··· Dataset records ···

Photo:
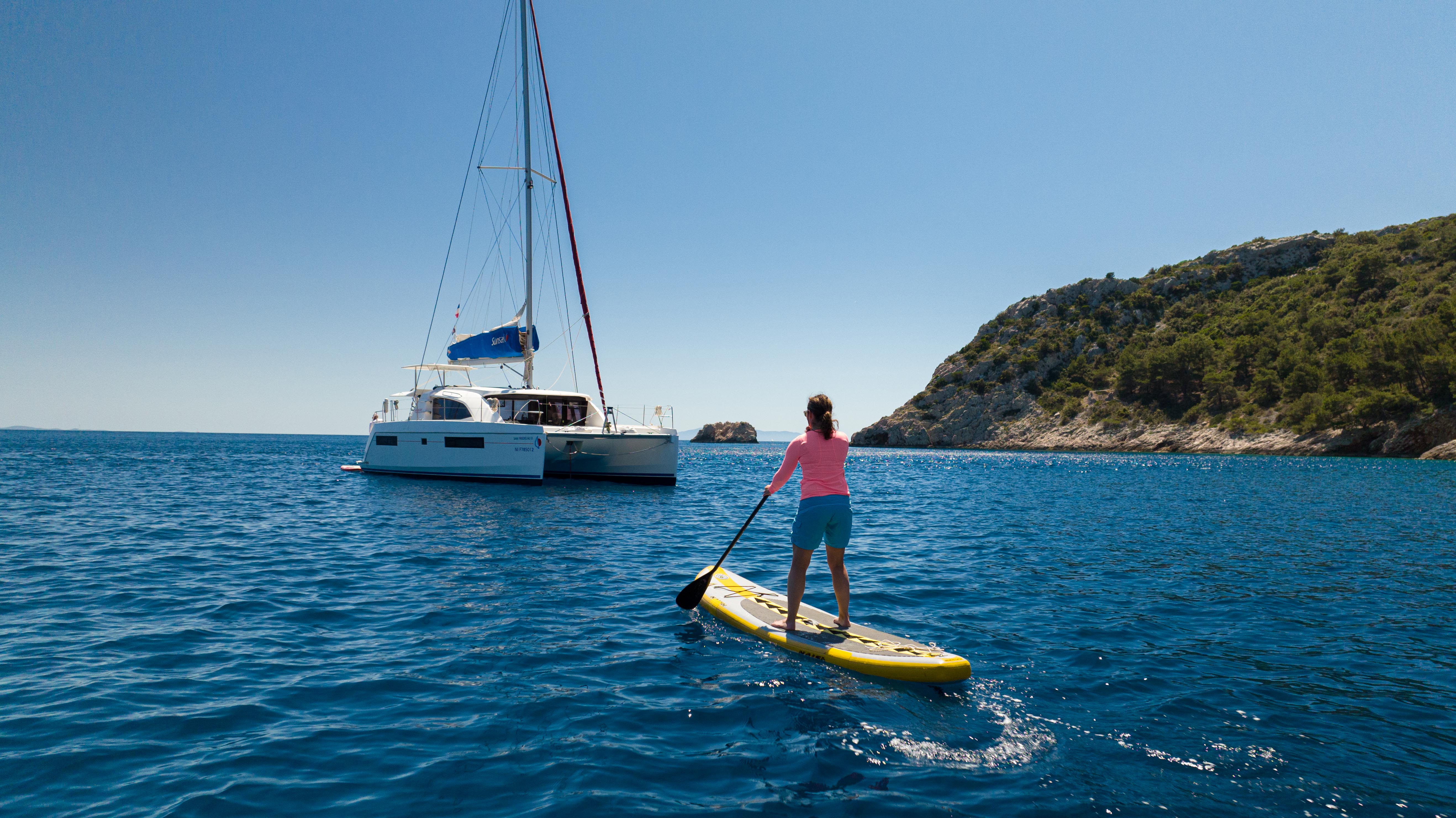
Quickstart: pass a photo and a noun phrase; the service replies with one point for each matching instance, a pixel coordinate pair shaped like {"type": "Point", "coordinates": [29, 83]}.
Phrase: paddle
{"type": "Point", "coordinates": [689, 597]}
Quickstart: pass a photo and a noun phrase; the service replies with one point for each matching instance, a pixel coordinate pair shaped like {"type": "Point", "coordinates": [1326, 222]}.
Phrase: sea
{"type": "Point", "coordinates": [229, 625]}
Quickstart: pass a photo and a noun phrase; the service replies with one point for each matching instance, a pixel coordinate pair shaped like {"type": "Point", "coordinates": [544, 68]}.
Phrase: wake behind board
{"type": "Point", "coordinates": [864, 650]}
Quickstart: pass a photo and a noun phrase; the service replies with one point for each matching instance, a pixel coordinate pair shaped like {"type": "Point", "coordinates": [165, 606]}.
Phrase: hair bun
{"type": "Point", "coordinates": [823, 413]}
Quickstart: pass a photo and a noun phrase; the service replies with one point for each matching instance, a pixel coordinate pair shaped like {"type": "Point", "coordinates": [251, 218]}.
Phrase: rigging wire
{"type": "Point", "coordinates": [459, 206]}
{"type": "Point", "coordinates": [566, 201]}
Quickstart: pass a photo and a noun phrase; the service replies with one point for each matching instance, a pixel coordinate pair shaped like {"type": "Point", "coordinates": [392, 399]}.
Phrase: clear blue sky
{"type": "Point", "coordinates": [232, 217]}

···

> **To do**:
Copy the listing word for word, excluding its pictures.

> **Written answer**:
Photo:
Quickstart: pass a photo and a noun phrase; the service replies with one point for each matching instance, a pixel coordinate pair shaped like {"type": "Point", "coordinates": [29, 83]}.
Phrase: paddle
{"type": "Point", "coordinates": [689, 597]}
Quickstart: pass a photo and a noun phrase; the service replies with one point for each matching instance, a pixel coordinate pair shaped like {"type": "Point", "coordinates": [1326, 222]}.
Phrase: sea
{"type": "Point", "coordinates": [229, 625]}
Quickstart: pass a photo and a noun phrase; the service replies with one point for each matching instance, a pixel coordinate pair shaped like {"type": "Point", "coordinates": [544, 68]}.
Phrase: wake behind board
{"type": "Point", "coordinates": [864, 650]}
Quickstart: pass a photo and a noun phrase; the service replies with one point for each matching instance, a pixel coordinate pair shaped like {"type": "Point", "coordinates": [165, 606]}.
Phrase: hair bun
{"type": "Point", "coordinates": [823, 413]}
Quickstart: pass a photo and a noun phrase; the service replies with one point for each matching instance, a pixel coordinate pair shaped like {"type": "Point", "coordinates": [251, 218]}.
Phrase: rigging wire
{"type": "Point", "coordinates": [459, 206]}
{"type": "Point", "coordinates": [566, 201]}
Quickstart: pass a photo and a noun phrase; the service replies with one point for each matching instance, a pixel coordinate pair shaped like {"type": "Point", "coordinates": [392, 399]}.
Phrase: clear blue sky
{"type": "Point", "coordinates": [232, 217]}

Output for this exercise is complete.